Come prima cosa è necessario escludere tutte le patologie a localizzazione vulvare che possano dare dei sintomi simili anche se talora qualcuna di esse si associa. In particolare è necessario escludere i casi di lichen planus e sclerosus, psoriasi, dermatiti da contatto, distrofie della menopausa. La diagnosi viene fatta con lo swab test evidenziando allodinia con un tocco leggero di un cotton fioc ed inoltre dal tempo che la paziente riferisce sulla comparsa del dolore vulvare.
La vulvodinia si può prevenire?
Con un corretto stile di vita si potrebbe prevenire curando l’alimentazione, riducendo alimenti irritanti ricchi di ossalati e bevendo acqua in modo adeguato. È importante evitare biancheria intima colorata, sintetica, collant e pantaloni aderenti che provocano una pressione costante sulla vulva, questi indumenti fanno aumentare la sudorazione senza far traspirare la cute. Usare assorbenti in cotone, foglia di bambù o meglio la coppetta mestruale nei casi in cui non ci sia ipertono. Evitare salva slip in quanto possono incrementare le secrezioni per cui in genere vengono usati. Evitare la depilazione integrale che potrebbe favorire il contatto diretto con shampoo o bagnoschiuma. Evitare detergenti aggressivi e profumati e per il bidet prediligere solo acqua calda. Asciugare la vulva con carta tipo scottex tamponandosi. Utilizzare sempre dei lubrificanti al fine di evitare attriti col rapporto sessuale che potrebbe scatenare delle cistiti postcoitali. Evitare l’uso sconsiderato di antibiotici e antimicotici. È fondamentale curare l’alvo regolarizzando la funzionalità intestinale perché un’ampolla rettale ripiena di materiale fecale comprime il nervo pudendo.

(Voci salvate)
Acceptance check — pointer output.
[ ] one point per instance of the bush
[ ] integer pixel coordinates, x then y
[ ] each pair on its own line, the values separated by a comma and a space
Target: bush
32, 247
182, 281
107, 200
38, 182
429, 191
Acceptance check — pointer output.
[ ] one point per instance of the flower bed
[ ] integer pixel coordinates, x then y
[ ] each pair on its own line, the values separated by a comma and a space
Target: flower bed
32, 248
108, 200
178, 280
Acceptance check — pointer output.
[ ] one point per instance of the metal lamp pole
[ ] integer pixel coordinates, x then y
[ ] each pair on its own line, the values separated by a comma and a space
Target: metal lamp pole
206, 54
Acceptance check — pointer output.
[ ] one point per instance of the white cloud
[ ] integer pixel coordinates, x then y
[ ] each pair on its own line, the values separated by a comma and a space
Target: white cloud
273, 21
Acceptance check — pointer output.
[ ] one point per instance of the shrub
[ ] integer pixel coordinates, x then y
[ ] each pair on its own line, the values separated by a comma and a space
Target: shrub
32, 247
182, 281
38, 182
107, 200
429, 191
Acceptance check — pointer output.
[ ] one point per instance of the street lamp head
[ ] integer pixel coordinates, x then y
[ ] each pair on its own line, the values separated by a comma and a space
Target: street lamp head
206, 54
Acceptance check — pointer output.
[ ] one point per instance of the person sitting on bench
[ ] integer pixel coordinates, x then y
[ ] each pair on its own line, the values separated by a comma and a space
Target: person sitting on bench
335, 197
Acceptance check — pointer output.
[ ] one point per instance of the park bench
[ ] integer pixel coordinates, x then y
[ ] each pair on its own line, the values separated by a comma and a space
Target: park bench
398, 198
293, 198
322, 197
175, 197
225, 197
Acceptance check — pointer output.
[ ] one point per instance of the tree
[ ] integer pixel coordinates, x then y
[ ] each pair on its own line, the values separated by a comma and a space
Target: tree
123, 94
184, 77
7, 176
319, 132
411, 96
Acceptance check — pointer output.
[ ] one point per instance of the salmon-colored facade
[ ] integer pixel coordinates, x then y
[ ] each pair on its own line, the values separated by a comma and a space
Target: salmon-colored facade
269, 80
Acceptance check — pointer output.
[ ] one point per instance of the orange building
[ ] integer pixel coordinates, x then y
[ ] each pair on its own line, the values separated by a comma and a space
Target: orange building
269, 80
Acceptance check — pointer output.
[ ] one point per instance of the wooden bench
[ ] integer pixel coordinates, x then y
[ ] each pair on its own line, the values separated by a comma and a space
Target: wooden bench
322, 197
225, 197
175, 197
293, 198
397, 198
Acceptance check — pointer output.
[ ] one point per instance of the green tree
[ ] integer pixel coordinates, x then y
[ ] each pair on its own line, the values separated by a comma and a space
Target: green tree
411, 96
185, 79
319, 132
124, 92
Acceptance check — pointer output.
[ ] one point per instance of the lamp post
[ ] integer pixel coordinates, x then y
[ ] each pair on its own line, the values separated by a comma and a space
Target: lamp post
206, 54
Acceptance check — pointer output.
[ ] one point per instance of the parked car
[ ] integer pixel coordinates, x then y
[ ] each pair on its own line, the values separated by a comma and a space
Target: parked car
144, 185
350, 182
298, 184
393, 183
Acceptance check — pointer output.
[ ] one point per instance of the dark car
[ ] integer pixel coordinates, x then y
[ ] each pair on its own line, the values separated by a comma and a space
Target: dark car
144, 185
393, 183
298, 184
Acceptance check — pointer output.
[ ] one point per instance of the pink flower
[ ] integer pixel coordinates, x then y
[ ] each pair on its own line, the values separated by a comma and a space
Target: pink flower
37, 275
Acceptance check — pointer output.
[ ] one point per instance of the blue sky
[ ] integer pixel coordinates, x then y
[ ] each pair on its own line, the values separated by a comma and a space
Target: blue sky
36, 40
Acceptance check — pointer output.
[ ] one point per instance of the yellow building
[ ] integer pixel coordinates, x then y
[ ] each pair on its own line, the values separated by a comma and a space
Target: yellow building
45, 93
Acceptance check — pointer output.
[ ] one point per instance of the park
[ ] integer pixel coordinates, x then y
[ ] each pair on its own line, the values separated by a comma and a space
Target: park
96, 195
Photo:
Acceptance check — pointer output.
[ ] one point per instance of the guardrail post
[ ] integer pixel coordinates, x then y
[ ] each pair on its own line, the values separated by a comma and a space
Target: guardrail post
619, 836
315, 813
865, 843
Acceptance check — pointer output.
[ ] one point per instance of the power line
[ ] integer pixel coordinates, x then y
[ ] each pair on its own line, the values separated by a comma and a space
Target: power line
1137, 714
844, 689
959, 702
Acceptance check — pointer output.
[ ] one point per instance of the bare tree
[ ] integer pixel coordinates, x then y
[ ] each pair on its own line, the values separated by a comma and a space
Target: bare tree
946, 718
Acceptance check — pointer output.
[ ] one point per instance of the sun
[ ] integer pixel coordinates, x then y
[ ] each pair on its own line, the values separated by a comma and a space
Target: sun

COMPITI DA SVOLGERE »
1/ Trascrivi fedelmente il tratto del brano sulla vulvodinia che va da "Come prima cosa" fino a "si può prevenire?".
2/ Traduci in inglese questa frase del brano sulla vulvodinia: "Evitare detergenti aggressivi e profumati e per il bidet prediligere solo acqua calda."

RISPOSTE PER PUNTO »
1/
Come prima cosa è necessario escludere tutte le patologie a localizzazione vulvare che possano dare dei sintomi simili anche se talora qualcuna di esse si associa. In particolare è necessario escludere i casi di lichen planus e sclerosus, psoriasi, dermatiti da contatto, distrofie della menopausa. La diagnosi viene fatta con lo swab test evidenziando allodinia con un tocco leggero di un cotton fioc ed inoltre dal tempo che la paziente riferisce sulla comparsa del dolore vulvare.
La vulvodinia si può prevenire?

2/ Avoid harsh and scented cleansers, and for the bidet use only warm water.